[Source records]

━━━━━━━━━━

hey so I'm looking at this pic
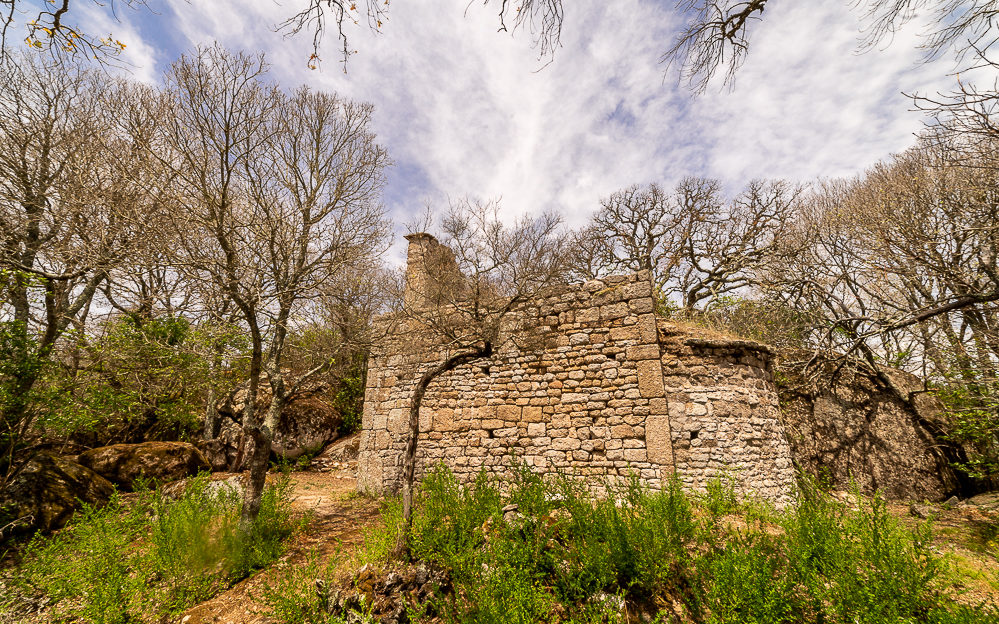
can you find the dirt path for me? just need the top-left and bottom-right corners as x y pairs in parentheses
(180, 472), (384, 624)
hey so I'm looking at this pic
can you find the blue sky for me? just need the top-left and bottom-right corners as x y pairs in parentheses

━━━━━━━━━━

Start at the line containing "can you find the dirt" and transcribe through the end of the entries. Please keep both ends and add nothing.

can you find the dirt path for me? just need the top-left and bottom-right corners as x y pairs in parentheses
(180, 472), (384, 624)
hey so I'm looking at this pic
can you find the blue sky for me? just need the top-left and bottom-right corners as x y pairs in parentheses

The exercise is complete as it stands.